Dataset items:
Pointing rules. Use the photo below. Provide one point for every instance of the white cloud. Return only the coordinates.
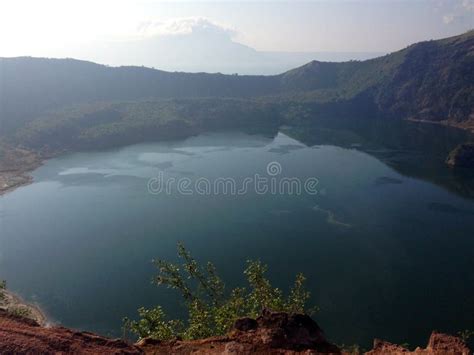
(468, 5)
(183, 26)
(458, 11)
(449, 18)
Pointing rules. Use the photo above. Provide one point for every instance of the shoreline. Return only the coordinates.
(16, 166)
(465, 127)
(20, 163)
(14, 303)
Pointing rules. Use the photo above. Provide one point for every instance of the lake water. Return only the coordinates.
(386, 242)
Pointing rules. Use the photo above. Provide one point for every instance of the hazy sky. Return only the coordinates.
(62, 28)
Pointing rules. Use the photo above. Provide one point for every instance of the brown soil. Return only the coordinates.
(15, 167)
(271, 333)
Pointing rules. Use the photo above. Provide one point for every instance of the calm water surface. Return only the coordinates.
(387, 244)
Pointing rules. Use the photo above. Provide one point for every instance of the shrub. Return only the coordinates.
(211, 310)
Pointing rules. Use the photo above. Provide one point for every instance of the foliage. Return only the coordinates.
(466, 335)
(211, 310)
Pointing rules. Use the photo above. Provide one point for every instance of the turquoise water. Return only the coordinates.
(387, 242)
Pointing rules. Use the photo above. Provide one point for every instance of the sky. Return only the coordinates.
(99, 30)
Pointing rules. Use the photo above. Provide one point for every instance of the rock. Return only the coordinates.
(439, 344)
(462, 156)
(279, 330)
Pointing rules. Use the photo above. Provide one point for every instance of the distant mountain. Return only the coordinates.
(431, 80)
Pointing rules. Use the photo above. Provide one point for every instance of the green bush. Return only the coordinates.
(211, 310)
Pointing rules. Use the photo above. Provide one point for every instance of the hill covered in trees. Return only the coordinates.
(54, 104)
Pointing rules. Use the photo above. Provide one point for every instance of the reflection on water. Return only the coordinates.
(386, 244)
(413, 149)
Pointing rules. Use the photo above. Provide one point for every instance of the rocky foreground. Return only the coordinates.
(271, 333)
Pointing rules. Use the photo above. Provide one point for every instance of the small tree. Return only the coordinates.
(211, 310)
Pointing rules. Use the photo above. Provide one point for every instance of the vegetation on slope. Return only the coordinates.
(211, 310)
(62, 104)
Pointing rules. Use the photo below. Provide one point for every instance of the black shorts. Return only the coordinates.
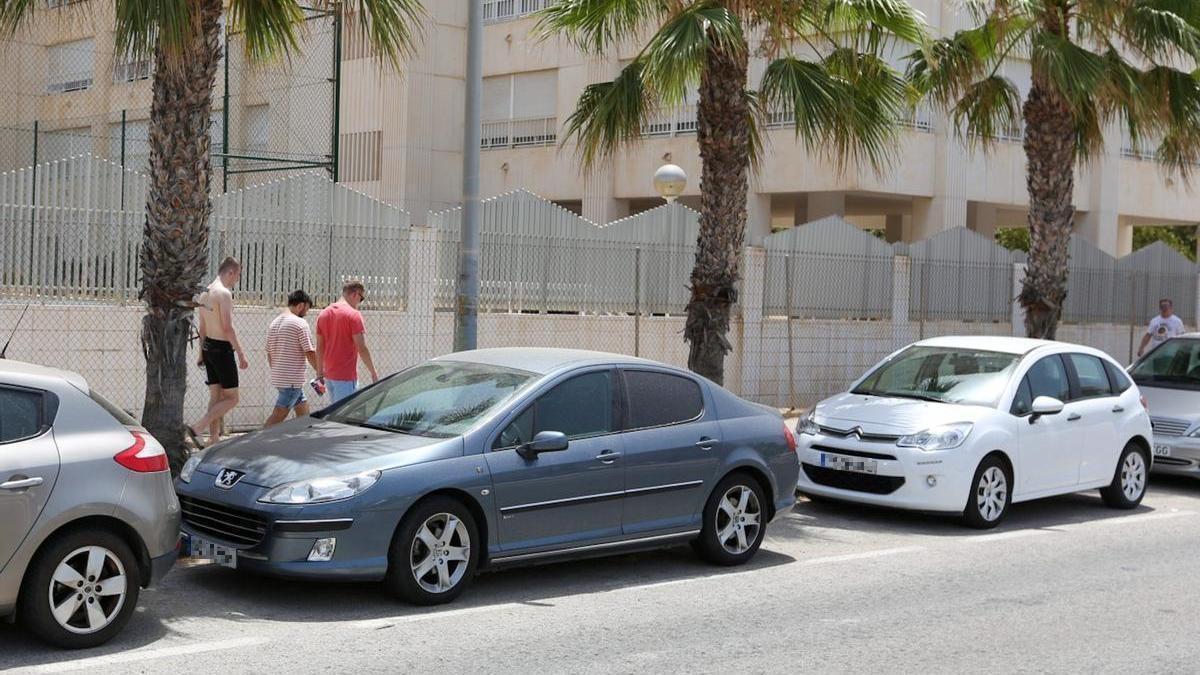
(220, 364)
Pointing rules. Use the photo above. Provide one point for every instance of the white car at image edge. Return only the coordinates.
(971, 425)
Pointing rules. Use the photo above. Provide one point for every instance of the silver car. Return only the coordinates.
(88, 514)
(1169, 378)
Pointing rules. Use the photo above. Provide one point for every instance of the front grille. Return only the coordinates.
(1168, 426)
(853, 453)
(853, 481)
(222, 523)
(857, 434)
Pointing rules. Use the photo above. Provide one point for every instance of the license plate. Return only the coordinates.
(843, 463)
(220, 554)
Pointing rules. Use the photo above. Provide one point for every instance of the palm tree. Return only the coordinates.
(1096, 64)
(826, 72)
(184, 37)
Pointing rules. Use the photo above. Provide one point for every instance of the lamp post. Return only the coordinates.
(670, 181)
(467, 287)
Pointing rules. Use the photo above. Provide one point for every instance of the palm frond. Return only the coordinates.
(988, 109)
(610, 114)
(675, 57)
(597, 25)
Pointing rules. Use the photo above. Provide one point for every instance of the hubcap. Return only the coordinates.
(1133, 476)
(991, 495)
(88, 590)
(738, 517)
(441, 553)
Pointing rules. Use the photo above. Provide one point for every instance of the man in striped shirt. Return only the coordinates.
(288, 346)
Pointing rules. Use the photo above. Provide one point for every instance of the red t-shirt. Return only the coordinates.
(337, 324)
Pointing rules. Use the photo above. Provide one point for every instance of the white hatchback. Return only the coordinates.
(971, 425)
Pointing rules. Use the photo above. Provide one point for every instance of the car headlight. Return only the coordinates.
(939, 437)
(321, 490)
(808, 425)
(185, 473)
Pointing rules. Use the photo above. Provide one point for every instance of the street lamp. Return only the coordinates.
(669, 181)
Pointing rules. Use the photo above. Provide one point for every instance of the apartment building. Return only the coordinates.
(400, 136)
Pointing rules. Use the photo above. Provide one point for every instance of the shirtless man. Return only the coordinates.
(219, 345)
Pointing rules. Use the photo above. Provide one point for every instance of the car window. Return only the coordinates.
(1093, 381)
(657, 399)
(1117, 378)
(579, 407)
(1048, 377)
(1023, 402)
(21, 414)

**THE PROBLEM**
All entries must be written out again exactly as given, with no pictures in the copy.

**SOLUTION BELOW**
Pointing rules. Use the photo below. Provide one point for every instance of the white cloud. Return only the coordinates.
(468, 5)
(183, 26)
(458, 11)
(449, 18)
Pointing rules. Use the photo above. Provide one point for every instance of the shoreline. Return only the coordinates.
(16, 166)
(465, 127)
(20, 163)
(14, 303)
Pointing rules. Use the photo above. Provide one point for every instance of the lake water. Return only the coordinates.
(386, 242)
Pointing rules. Use the photo above. Provide one point for every instance of the hazy sky. Return only the coordinates.
(62, 28)
Pointing rules. Use the photo above. Provide one point for every instance of the brown soil. Return only the coordinates.
(15, 167)
(271, 333)
Pointing rules. Use the photo above. Provide one point for every instance of the calm water surface. Return only the coordinates.
(387, 244)
Pointing rules. Use the photo above. Provide one point for every instance of the shrub. Return only the coordinates.
(211, 310)
Pointing rules. Use the photo above. Provide one point for every instance of the foliage. Return only the coordinates.
(466, 335)
(211, 310)
Pointing rules. Use the photo above. Provide one point for every instance of the turquoise water. Return only the coordinates.
(387, 242)
Pointing rules. Use the photo above. Provide one point for every instance of the sky. Return only the coordinates.
(99, 30)
Pointing rules. Use the photo above. Provide one point for every instance of the rock. Return only the coordinates.
(439, 344)
(462, 156)
(279, 330)
Pointing rules. Use the photo above. Provide one point for every instance of the distant mountain. Return only the coordinates.
(431, 80)
Pointing rules. Use the photo above. Provide one point for every instance of the green bush. Return only the coordinates.
(211, 310)
Pointing rules. Use the photo above. Provide one point for every instance of the hill covered in trees. Return only the coordinates.
(54, 104)
Pointing rules. Use the photo above. Provide one point for every instance of the reflection on water. Return only the coordinates.
(386, 244)
(413, 149)
Pointing rules. Use the photo above. Provide one point for every instance of the rocky foreground. Return only the coordinates.
(271, 333)
Pointing rules. Use the photo above. Provide one point for every instance of the small tree. Return only the coordinates.
(211, 310)
Pointing rules. Use the photo above. Provide one point for every instance of the vegetation on slope. Return only the coordinates.
(211, 310)
(62, 104)
Pointing rules. Use the photo below. Provide one point for every instance of the black shorts. Return only the coordinates.
(220, 364)
Pointing rules. Use the photo above. Provide one point for every instance of the white car at image edge. Return only the coordinates.
(971, 425)
Pointing rules. Use the photo above. Provide one point for every instance of the silver car. Return only the coordinates.
(88, 514)
(1169, 378)
Pointing rules. Use the photo above. Provide one point for every instance of the front grille. Return only the coordinates.
(1168, 426)
(853, 453)
(853, 481)
(222, 523)
(857, 434)
Pointing rules. Use the photo above. Provide one point for every instance of the license plate. Return only the coordinates.
(843, 463)
(220, 554)
Pointing rules. Use the photo above. Provide one point for every instance of the palm tree. Return only the coordinates.
(1096, 64)
(826, 72)
(184, 37)
Pointing rules. Use the photo above. Provide one point for every instance of the lamp post. Return only the coordinates.
(670, 181)
(467, 287)
Pointing rules. Use the photo above. Provide one point for every instance of the palm frond. Return only the coordinates.
(988, 109)
(610, 114)
(675, 57)
(597, 25)
Pointing rules. Use the photo above. Provide one point for every instance of the hubcap. Return only the coordinates.
(1133, 476)
(991, 495)
(88, 590)
(738, 517)
(441, 553)
Pointing rules. Use the photo above. Provide one point for every instance of the man in striped shirt. Return only the coordinates.
(288, 346)
Pointing rules. Use the photo above. Provide one point for every instance of the red t-shirt. Return only the coordinates.
(337, 324)
Pointing rules. Use the photo above. Provide one point for every instance of the white hatchback. Return only the coordinates.
(971, 425)
Pointing rules. Use the photo above. Provide one point for every instance of the car headlight. Return only the coordinates.
(939, 437)
(321, 490)
(808, 425)
(185, 473)
Pointing rules. Use the photo above. Provide one point for every instance of the street lamp. Return only the coordinates.
(669, 181)
Pointing rules. Use the photo above. Provide one point for every instance of the apartment building. Return only the coordinates.
(400, 136)
Pointing rules. Use the photo above. Provide one point for every instance of the shirtless man. Return only the coordinates.
(219, 345)
Pointing rules. Use the photo above. Provide one point for every instance of the car window. Return only the coordinates.
(1093, 381)
(657, 399)
(1117, 378)
(579, 407)
(1048, 377)
(1023, 402)
(21, 414)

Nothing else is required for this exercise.